◆ Task to carry out: Lay out all the material below as a numbered list, skipping any blank lines. Leave the pictures out of your answer.

◆ Materials provided:

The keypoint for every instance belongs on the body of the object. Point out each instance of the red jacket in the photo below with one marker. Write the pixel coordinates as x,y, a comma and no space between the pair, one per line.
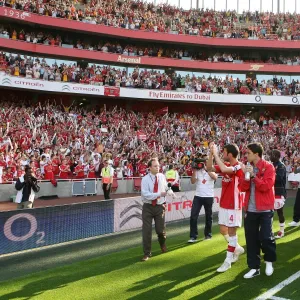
264,186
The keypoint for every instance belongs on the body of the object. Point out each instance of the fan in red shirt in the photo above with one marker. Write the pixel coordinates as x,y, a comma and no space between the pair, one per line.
4,177
64,170
2,161
231,202
91,172
55,164
10,174
79,170
142,169
49,174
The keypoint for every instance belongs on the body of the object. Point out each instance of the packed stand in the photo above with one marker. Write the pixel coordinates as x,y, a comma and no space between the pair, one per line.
138,15
35,68
62,141
119,47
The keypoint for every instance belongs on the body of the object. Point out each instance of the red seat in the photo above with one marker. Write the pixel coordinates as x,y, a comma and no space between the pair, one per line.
137,184
114,185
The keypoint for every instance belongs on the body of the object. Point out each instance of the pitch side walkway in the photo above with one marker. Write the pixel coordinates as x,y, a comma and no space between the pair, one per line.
5,206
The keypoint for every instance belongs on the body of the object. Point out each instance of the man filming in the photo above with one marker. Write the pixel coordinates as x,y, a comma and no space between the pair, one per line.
204,197
26,186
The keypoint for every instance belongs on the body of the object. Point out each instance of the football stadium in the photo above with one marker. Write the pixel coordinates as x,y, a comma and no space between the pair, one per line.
150,149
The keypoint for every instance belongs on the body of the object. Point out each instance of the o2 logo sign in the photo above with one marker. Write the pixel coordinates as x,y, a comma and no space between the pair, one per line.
32,229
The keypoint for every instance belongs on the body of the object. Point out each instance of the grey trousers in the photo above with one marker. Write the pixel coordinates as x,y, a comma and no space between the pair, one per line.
158,214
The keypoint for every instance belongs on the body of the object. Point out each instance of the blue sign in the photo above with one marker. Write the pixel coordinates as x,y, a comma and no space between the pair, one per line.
33,228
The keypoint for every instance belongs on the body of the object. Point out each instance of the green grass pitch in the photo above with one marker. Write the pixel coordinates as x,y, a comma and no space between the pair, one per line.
185,272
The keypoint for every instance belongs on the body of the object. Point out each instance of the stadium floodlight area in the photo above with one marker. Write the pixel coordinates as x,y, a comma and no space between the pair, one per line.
275,6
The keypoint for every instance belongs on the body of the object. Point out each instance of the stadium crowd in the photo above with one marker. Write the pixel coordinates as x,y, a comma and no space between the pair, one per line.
119,47
138,15
67,141
29,67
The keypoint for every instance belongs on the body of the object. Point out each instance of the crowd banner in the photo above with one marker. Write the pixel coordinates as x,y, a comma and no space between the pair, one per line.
128,211
72,88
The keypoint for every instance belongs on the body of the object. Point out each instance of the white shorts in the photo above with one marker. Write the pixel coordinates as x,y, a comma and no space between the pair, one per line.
230,217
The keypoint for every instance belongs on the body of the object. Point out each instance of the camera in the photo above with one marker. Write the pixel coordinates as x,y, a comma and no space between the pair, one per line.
198,163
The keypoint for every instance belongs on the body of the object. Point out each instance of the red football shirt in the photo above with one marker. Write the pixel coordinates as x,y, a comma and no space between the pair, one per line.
231,197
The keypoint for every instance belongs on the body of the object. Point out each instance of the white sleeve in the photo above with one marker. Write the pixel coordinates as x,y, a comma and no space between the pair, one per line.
146,193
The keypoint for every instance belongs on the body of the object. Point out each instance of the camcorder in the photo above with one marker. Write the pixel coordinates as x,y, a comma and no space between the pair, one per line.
198,163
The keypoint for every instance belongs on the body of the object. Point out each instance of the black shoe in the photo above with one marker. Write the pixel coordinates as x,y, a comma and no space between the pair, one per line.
252,273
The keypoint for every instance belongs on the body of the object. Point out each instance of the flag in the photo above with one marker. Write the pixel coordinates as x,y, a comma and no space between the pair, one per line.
112,91
141,135
162,111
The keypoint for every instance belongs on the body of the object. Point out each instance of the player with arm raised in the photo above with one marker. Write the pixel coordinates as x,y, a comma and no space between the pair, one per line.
231,202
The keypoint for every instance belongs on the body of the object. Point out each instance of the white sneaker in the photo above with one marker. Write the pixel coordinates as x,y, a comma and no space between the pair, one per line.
269,268
225,266
279,235
252,273
294,224
192,240
238,251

◆ Worked answer:
1. The keypoint for every instance belongs on the body of the object. Point out each instance of the red jacket in the photo below with one marker. Write the pixel coordinates as x,y, a comma and no space between the pair, one per line.
2. 264,186
3. The keypoint for every instance belongs on the body of the object. Point out each instance of the fan in red shirt in the photo above with one marker. Write the pixel coordinates as x,y, a comma and no space between the pair, one per line.
4. 4,177
5. 64,170
6. 2,161
7. 231,202
8. 91,172
9. 55,164
10. 10,174
11. 79,170
12. 142,169
13. 49,174
14. The keypoint for every instance belongs on the body of the object. Point out each instance of the packed stand in the photo above with one marker. Write the pixel coordinates as x,y, a comma and no space between the pair, one per line.
15. 138,15
16. 35,68
17. 62,141
18. 119,47
19. The keypoint for every instance belongs on the body of the object. Point out each instance of the red seat in the photo above with one marker. Write the pixel coordinates as x,y, a comma and no space between the pair, one per line.
20. 137,184
21. 114,185
22. The keypoint for every instance belongs on the body of the object. Point out each instance of the pitch side walkway in the photo above with one marker. Write the pixel coordinates as x,y, a comma and no space between the pair, one per line.
23. 5,206
24. The keypoint for every instance belongs on the body of the object. Point out each instance of the man filming in the photo above with one marker. Write the pixel coordinates as x,y, a comma and no space between the pair, one per line.
25. 204,197
26. 26,186
27. The keypoint for every instance belongs on the body of the object. Point out each instance of the football stadium in the photo above with one marker. Write the pixel coordinates as x,y, a comma and no space between the pair, one per line.
28. 150,149
29. The keypoint for every instance belongs on the body of the object. Point out each instance of the o2 logo sign in the photo above with one marker. Write the pixel coordinates as x,y, a comma and no space between the pair, one per line.
30. 32,229
31. The keypoint for every instance belongs on the body of the object. Point out each instance of the grey trousers in the photo above with one marker. Write the pixel coordinates as x,y, a comma and no space between the pair, one per line.
32. 158,214
33. The keypoint for every instance belongs on the body of the object. Point out each instance of the blue sign in the photo above with one marker. Write the pixel coordinates as x,y, a comma and no space between the pair, one per line.
34. 33,228
35. The keypoint for every instance belongs on the body of the object. Point out each instance of the green grass pitch in the photo above with one marker. Write the pixel coordinates as x,y, a comma and no space between the pair, one per line.
36. 185,272
37. The keypoint for every instance belongs on the body of the object. Point out each instance of the stadium floodlight area in the photo above with one marker. Write the pixel coordinates as x,y, a comma and no space between the pair, one per line.
38. 275,6
39. The keypoint for every instance belongs on the body of the object. Point out each instance of the stadium crowd in the photo above with one marker. Write the pixel coordinates as x,y, a comma and no space between the pair, one per line.
40. 119,47
41. 138,15
42. 67,141
43. 29,67
44. The keypoint for every instance belongs on the body of the object. Point out each instance of the crowd banner in the photo above with one marker. Write the pixel coordinates as x,y, a comma and no space between the pair, one per line.
45. 128,211
46. 72,88
47. The keypoint for every instance belongs on the body of the object. Point out each instance of the white shorts in the photo above with one marker. Write the pixel coordinates as x,y, a comma and no space between the pair, one per line.
48. 230,217
49. The keypoint for every instance belongs on the body of the object. Point out each instance of the camera in the photo above with one marker. Write the pixel coordinates as x,y, a comma and no space between the pair, one per line.
50. 198,163
51. The keypoint for every instance belongs on the body of the object. Point out each instance of the red football shirt in the photo above with one marker. Write the pixel coordinates as x,y, a comma and no space between the pair, one per line.
52. 231,197
53. The keypoint for every instance belongs on the body of the object. Point out each instance of the white sleeve in the photo above with one marker. Write the pixel coordinates as x,y, a comma and no space between the pair, one per line.
54. 146,193
55. The keypoint for every instance belongs on the body of the object. Point out each instance of the camcorder in the photo above with one marker. Write the pixel coordinates as x,y, a comma and no space between the pair, one per line.
56. 198,163
57. The keypoint for every instance belongs on the body of the object. Point out each instance of the black shoe in the photo above with one marker. Write the pixel coordinates as x,y, a comma and no space between the pair, one per line.
58. 252,273
59. The keypoint for every instance belongs on the body of the object. Point out each instance of the flag in the photo above with one marker. Write the pixel coordinates as x,y, a comma and no space between the pair, one per line.
60. 112,91
61. 141,135
62. 162,111
63. The keypoint for every instance belongs on the body of the object. Point out each instance of the player with arm raised in the photo above with one marker. Write the pixel coordinates as x,y, a comma and no space between the pair, one per line.
64. 231,202
65. The keypoint for every instance belongs on the body of the object. Point out each instance of the white sneaker in the photo above with one marker. Write the pixel coordinates as x,y, a comma and no space between the pair, one per line.
66. 269,268
67. 225,266
68. 279,235
69. 252,273
70. 294,224
71. 192,240
72. 238,251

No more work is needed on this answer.